▸ **Exercise aim**
Below are some records. Print all of them exactly as they appear.

· · ·

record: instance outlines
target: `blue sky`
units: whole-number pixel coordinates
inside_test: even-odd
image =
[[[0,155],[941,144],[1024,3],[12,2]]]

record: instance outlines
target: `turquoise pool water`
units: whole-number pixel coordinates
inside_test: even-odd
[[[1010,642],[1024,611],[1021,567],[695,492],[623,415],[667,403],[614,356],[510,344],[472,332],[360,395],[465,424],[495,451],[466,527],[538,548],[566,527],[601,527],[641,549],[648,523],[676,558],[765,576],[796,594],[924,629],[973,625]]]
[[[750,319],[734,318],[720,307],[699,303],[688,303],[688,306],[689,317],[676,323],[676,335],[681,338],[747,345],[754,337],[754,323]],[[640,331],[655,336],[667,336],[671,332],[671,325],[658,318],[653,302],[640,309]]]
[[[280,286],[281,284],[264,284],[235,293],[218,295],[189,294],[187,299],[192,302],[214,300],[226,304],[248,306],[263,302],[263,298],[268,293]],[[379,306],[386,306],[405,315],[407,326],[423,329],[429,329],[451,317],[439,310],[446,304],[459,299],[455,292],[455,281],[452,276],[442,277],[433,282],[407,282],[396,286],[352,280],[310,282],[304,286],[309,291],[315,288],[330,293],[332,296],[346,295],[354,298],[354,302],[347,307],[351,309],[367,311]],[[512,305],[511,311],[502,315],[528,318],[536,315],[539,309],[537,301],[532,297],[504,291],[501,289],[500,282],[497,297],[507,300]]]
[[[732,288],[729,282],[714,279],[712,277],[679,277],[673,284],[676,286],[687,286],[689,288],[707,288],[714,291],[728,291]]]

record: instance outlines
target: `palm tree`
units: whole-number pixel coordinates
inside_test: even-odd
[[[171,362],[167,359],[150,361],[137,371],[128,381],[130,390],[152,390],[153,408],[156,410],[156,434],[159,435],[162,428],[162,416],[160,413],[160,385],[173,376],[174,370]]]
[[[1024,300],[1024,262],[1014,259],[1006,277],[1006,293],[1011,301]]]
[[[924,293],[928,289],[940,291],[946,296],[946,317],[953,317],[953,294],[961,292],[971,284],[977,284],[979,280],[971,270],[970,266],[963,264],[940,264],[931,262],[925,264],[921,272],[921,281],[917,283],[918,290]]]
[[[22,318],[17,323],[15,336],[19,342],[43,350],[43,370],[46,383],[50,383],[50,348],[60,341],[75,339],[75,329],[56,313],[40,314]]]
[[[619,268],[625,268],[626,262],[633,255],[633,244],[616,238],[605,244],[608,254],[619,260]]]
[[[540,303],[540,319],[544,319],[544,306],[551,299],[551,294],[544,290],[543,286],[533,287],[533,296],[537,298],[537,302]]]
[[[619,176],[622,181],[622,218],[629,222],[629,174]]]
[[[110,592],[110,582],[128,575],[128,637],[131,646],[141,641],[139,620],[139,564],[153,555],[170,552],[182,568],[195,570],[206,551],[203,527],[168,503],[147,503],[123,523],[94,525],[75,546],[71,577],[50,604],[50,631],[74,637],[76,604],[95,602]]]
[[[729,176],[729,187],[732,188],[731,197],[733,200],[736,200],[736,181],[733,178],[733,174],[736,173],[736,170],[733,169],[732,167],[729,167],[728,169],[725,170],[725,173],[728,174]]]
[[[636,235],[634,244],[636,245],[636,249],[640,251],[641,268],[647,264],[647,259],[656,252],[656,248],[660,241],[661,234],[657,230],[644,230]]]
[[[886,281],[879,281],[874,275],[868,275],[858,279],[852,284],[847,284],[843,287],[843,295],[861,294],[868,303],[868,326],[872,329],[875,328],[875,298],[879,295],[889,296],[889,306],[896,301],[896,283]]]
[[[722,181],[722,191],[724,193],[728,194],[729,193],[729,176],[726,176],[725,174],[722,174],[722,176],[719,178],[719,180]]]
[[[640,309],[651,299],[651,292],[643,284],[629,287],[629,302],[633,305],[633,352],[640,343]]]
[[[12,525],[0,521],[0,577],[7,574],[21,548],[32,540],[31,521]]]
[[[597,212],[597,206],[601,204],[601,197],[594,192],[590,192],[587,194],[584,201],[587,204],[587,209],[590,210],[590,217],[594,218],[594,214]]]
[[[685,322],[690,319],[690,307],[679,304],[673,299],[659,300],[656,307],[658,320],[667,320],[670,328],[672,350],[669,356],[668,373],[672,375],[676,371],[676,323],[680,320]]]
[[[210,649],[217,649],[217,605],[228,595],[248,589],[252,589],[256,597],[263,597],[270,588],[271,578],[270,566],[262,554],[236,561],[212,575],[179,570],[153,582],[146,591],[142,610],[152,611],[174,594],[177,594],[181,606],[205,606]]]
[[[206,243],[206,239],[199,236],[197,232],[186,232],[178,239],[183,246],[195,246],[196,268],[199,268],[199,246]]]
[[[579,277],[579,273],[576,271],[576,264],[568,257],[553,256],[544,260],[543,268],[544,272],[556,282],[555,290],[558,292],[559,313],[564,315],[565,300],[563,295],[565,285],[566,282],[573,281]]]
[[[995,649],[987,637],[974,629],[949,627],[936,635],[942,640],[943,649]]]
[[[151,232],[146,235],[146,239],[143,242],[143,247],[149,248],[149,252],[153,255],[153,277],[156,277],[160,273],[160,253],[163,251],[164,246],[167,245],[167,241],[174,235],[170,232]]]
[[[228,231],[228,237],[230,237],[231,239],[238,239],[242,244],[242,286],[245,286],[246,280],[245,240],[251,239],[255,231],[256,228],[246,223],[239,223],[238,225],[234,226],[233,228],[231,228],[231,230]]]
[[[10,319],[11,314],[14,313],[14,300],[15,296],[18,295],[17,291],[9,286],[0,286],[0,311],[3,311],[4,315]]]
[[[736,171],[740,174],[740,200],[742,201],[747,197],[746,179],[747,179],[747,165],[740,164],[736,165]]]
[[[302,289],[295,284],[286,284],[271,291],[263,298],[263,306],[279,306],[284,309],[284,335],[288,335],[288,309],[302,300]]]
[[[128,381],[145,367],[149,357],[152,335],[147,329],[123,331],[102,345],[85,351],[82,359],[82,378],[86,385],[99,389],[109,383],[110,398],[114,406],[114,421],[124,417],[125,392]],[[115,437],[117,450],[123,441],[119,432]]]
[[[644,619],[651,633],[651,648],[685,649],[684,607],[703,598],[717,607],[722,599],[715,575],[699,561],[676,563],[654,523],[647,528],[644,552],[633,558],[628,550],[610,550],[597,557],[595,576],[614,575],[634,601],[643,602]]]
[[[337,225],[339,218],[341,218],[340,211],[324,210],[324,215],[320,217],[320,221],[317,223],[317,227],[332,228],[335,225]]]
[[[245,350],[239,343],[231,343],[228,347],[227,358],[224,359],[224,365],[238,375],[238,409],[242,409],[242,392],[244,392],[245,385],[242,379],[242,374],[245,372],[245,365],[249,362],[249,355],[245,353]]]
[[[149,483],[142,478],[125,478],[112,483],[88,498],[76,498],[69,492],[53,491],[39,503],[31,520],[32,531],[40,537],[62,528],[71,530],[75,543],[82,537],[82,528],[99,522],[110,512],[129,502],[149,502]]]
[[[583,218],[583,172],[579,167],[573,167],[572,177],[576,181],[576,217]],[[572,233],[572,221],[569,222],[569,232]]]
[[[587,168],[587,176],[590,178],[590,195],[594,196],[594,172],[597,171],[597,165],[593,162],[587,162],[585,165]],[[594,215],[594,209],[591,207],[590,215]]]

· · ·

▸ **Answer section**
record: instance outlines
target: `blue sky`
units: whole-number pixel coordinates
inside_test: even-odd
image =
[[[0,155],[941,144],[1024,3],[12,2]]]

record: instance outlines
target: `turquoise pool water`
units: whole-number pixel coordinates
inside_test: even-odd
[[[1010,642],[1024,611],[1021,567],[695,492],[623,415],[667,403],[614,356],[510,344],[472,332],[360,395],[465,424],[495,451],[466,527],[538,548],[566,527],[601,527],[641,549],[648,523],[676,558],[765,576],[796,594],[924,629],[973,625]]]
[[[750,319],[734,318],[720,307],[699,303],[688,303],[688,306],[689,317],[676,323],[676,335],[681,338],[747,345],[754,337],[754,323]],[[640,331],[655,336],[667,336],[671,332],[671,325],[658,318],[653,302],[640,309]]]
[[[280,286],[281,284],[264,284],[235,293],[218,295],[189,294],[187,299],[192,302],[214,300],[226,304],[248,306],[263,302],[263,298],[268,293]],[[379,306],[386,306],[405,315],[407,326],[423,329],[429,329],[451,317],[439,310],[446,304],[459,299],[455,292],[455,281],[452,276],[442,277],[433,282],[407,282],[396,286],[352,280],[310,282],[304,286],[309,291],[315,288],[330,293],[332,296],[346,295],[354,298],[354,302],[347,307],[351,309],[367,311]],[[512,305],[511,311],[502,315],[528,318],[536,315],[539,309],[537,301],[532,297],[504,291],[501,289],[500,282],[497,297],[507,300]]]
[[[732,288],[729,282],[714,279],[712,277],[679,277],[673,284],[676,286],[687,286],[689,288],[707,288],[714,291],[728,291]]]

record: instance outlines
target: `palm tree`
units: whole-number pixel coordinates
inside_test: even-odd
[[[171,362],[167,359],[150,361],[137,371],[128,381],[130,390],[152,390],[153,408],[156,410],[156,434],[159,435],[162,428],[162,416],[160,413],[160,385],[173,376],[174,370]]]
[[[1024,300],[1024,262],[1014,259],[1006,277],[1006,293],[1011,301]]]
[[[924,293],[928,289],[940,291],[946,296],[946,317],[953,317],[953,294],[961,292],[971,284],[977,284],[979,280],[971,270],[970,266],[963,264],[940,264],[931,262],[925,264],[921,272],[921,281],[917,283],[918,290]]]
[[[22,318],[17,323],[15,336],[19,342],[43,350],[43,370],[46,383],[50,383],[50,348],[60,341],[75,339],[75,329],[56,313],[40,314]]]
[[[619,268],[625,268],[626,262],[633,255],[633,244],[616,238],[605,244],[608,254],[619,260]]]
[[[540,303],[540,319],[544,319],[544,306],[551,299],[551,294],[544,290],[543,286],[533,287],[533,296],[537,298],[537,302]]]
[[[619,176],[622,181],[622,218],[629,222],[629,174]]]
[[[110,592],[110,582],[128,575],[128,637],[131,646],[141,641],[139,620],[139,564],[153,555],[170,552],[182,568],[195,570],[206,551],[203,527],[168,503],[147,503],[123,523],[94,525],[75,546],[71,577],[50,604],[50,631],[74,637],[76,604],[95,602]]]
[[[729,176],[729,187],[732,188],[731,197],[733,200],[736,200],[736,181],[733,178],[733,174],[736,173],[736,170],[733,169],[732,167],[729,167],[728,169],[725,170],[725,173],[728,174]]]
[[[636,235],[634,244],[636,245],[636,249],[640,251],[641,268],[647,264],[647,259],[656,252],[656,248],[660,241],[661,234],[657,230],[644,230]]]
[[[886,281],[879,281],[874,275],[868,275],[858,279],[852,284],[847,284],[843,287],[843,295],[861,294],[868,303],[868,326],[872,329],[875,328],[875,298],[879,295],[889,296],[889,306],[896,301],[896,283]]]
[[[722,181],[722,191],[724,193],[728,194],[729,193],[729,176],[726,176],[725,174],[722,174],[722,176],[719,178],[719,180]]]
[[[640,309],[651,299],[651,292],[643,284],[629,287],[629,302],[633,305],[633,352],[640,343]]]
[[[12,525],[0,521],[0,577],[7,574],[21,548],[32,540],[31,521]]]
[[[597,212],[597,206],[601,204],[601,197],[594,192],[590,192],[587,194],[584,201],[587,204],[587,209],[590,210],[590,217],[594,218],[594,214]]]
[[[685,322],[690,319],[690,307],[679,304],[673,299],[659,300],[656,307],[658,320],[667,320],[670,328],[672,350],[669,356],[668,373],[672,375],[676,371],[676,323],[680,320]]]
[[[210,649],[217,649],[217,605],[228,595],[248,589],[252,589],[256,597],[263,597],[270,588],[271,578],[270,566],[262,554],[236,561],[212,575],[179,570],[153,582],[146,591],[142,610],[152,611],[174,594],[177,594],[181,606],[205,606]]]
[[[206,243],[206,239],[199,236],[197,232],[186,232],[178,239],[183,246],[195,246],[196,268],[199,268],[199,246]]]
[[[579,277],[579,273],[576,271],[576,264],[568,257],[553,256],[544,260],[543,268],[544,272],[556,282],[555,290],[558,292],[559,313],[564,315],[565,300],[563,295],[565,285],[566,282],[573,281]]]
[[[995,649],[987,637],[974,629],[949,627],[936,635],[942,640],[943,649]]]
[[[151,232],[146,235],[146,239],[143,242],[143,247],[149,248],[149,252],[153,255],[153,277],[156,277],[160,273],[160,253],[163,251],[164,246],[167,245],[167,241],[174,235],[170,232]]]
[[[228,231],[228,237],[230,237],[231,239],[238,239],[242,244],[242,286],[245,286],[246,280],[245,240],[251,239],[255,231],[256,228],[246,223],[239,223],[238,225],[234,226],[233,228],[231,228],[231,230]]]
[[[10,319],[11,314],[14,313],[14,300],[15,296],[18,295],[17,291],[9,286],[0,286],[0,311],[3,311],[4,315]]]
[[[736,171],[740,174],[740,200],[742,201],[747,197],[746,179],[747,179],[747,165],[740,164],[736,165]]]
[[[302,289],[295,284],[286,284],[271,291],[263,298],[263,306],[279,306],[284,309],[284,335],[288,335],[288,309],[302,300]]]
[[[128,381],[145,367],[149,357],[152,335],[147,329],[123,331],[102,345],[85,351],[82,359],[82,378],[86,385],[99,389],[109,383],[110,398],[114,406],[114,421],[124,417],[125,392]],[[115,437],[117,450],[123,441],[119,432]]]
[[[644,619],[651,633],[651,648],[685,649],[684,607],[703,598],[717,607],[722,599],[715,575],[699,561],[676,563],[654,523],[647,528],[644,552],[633,558],[628,550],[610,550],[597,557],[595,576],[614,575],[634,601],[643,602]]]
[[[337,225],[339,218],[341,218],[340,211],[324,210],[324,215],[320,217],[320,221],[317,223],[317,227],[332,228],[335,225]]]
[[[245,350],[239,343],[231,343],[228,347],[227,358],[224,359],[224,365],[238,375],[238,409],[242,409],[242,392],[244,392],[245,385],[242,379],[242,374],[245,372],[245,365],[249,362],[249,355],[245,353]]]
[[[149,483],[142,478],[125,478],[112,483],[88,498],[76,498],[69,492],[53,491],[39,503],[31,520],[32,531],[40,537],[62,528],[71,530],[75,543],[82,537],[82,528],[99,522],[110,512],[129,502],[149,502]]]
[[[583,218],[583,172],[579,167],[573,167],[572,177],[576,181],[576,217]],[[572,233],[572,221],[569,222],[569,232]]]
[[[587,168],[587,176],[590,178],[590,195],[594,196],[594,172],[597,171],[597,165],[593,162],[587,162],[585,165]],[[594,215],[594,209],[591,207],[590,215]]]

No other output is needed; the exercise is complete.